= WORK TO COMPLETE =
In the Apache and systemd setup notes below, please list every file that the commands under "Systemd units:" link into /etc/systemd/system.

= DOCUMENT EXCERPT =
We also have to change permissions on log since we changed run user:

sudo chown off:off -R /var/log/apache2 /var/run/apache2

We want to put it all in git:

ln -s /srv/opff/conf/apache-2.4/sites-available/opff.conf /etc/apache2/sites-enabled/opff.conf
# we replace mpm_prefork conf
ln -s /srv/opff/conf/apache-2.4/opff-mpm_prefork.conf /etc/apache2/mods-available/mpm_prefork.conf
# replace ports.conf
ln -s /srv/opff/conf/apache-2.4/opff-ports.conf /etc/apache2/ports.conf

test it:

sudo apache2ctl configtest

creating systemd units for timers jobs

Good source:

See git for actual units and timers and the service for email notifications.

We want them to be in git, so finally:

Systemd units:

ln -s /srv/opff/conf/systemd/gen_feeds\@.timer /etc/systemd/system
ln -s /srv/opff/conf/systemd/gen_feeds_daily\@.service /etc/systemd/system
ln -s /srv/opff/conf/systemd/gen_feeds_daily\@.timer /etc/systemd/system
ln -s /srv/opff/conf/systemd/email-failures\@.service /etc/systemd/system

Test failure notification is working:

systemctl start email-failures@gen_feeds__opff.service

Test systemclt gen_feeds services are working:

systemctl start [email protected]
systemctl start [email protected]

Activate systemd units:

systemctl enable [email protected]
systemctl enable [email protected]
systemctl daemon-reload

Adding failure notification for apache and nginx in systemd

We can add the on failure notification we created for timers to apache2.service and nginx.service:

$ grep -B 4 email-failure /usr/lib/systemd/system/apache2.service
[Unit]
Description=The Apache HTTP Server
After=network.target remote-fs.target nss-lookup.target
Documentation=https://httpd.apache.org/docs/2.4/
[email protected]
$ grep -B 4 email-failure /usr/lib/systemd/system/nginx.service
[Unit]
Description=A high performance web server and a reverse proxy server
Documentation=man:nginx(8)
After=network.target nss-lookup.target
[email protected]

But we want to put that in git, so:

cp /etc/systemd/system/apache2.service.d -r conf/systemd/
cp /etc/systemd/system/nginx.service.d/ -r conf/systemd/
sudo rm /etc/systemd/system/apache2.service.d /etc/systemd/system/nginx.service.d -r
sudo ln -s /srv/opff/conf/systemd/nginx.service.d /etc/systemd/system/
sudo ln -s /srv/opff/conf/systemd/apache2.service.d /etc/systemd/system/
sudo systemctl daemon-reload

Testing

Direct apache call

curl localhost:8001/cgi/display.pl --header 'Host: fr.openpetfoodfacts.org'

Nginx call

curl localhost --header 'Host: fr.openpetfoodfacts.org'

Verifying if we need Apache2::Connection::XForwardedFor

We want to verify if we need to install Apache2::Connection::XForwardedFor

For this after having deployed, and it's working ok, I log in the new site. Then I use:

cd /srv/opff/scripts
perl sto_to_json.pl /mnt/opff/users/alexg.sto|jq .

and look at the higher timstamp for user_sessions and look at ip. It's 10.1.0.101 so ip is masked to the app.

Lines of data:
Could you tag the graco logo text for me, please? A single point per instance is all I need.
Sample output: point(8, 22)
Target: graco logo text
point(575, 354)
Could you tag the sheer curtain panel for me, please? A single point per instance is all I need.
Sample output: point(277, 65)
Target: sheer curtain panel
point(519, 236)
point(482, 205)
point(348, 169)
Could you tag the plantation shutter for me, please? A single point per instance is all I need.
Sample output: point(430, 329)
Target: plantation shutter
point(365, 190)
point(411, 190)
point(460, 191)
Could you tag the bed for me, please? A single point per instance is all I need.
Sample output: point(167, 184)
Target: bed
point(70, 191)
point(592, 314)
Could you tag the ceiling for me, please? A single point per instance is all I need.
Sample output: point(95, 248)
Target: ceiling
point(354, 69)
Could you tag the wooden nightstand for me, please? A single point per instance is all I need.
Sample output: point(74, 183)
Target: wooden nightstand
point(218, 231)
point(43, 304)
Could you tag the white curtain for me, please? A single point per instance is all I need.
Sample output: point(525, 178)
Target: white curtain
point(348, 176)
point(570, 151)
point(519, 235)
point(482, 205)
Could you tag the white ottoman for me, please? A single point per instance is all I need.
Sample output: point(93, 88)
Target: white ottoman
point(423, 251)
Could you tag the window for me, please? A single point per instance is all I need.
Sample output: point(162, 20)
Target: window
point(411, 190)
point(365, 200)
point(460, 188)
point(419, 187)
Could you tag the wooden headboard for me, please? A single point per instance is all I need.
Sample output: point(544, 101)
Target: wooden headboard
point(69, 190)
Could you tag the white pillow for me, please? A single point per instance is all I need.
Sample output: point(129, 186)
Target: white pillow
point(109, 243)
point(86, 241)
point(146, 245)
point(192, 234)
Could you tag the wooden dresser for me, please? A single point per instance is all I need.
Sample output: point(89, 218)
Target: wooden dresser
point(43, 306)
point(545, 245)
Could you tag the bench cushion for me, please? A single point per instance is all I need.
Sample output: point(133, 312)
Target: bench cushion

= COMPLETE ANSWER =
- gen_feeds@.timer
- gen_feeds_daily@.service
- gen_feeds_daily@.timer
- email-failures@.service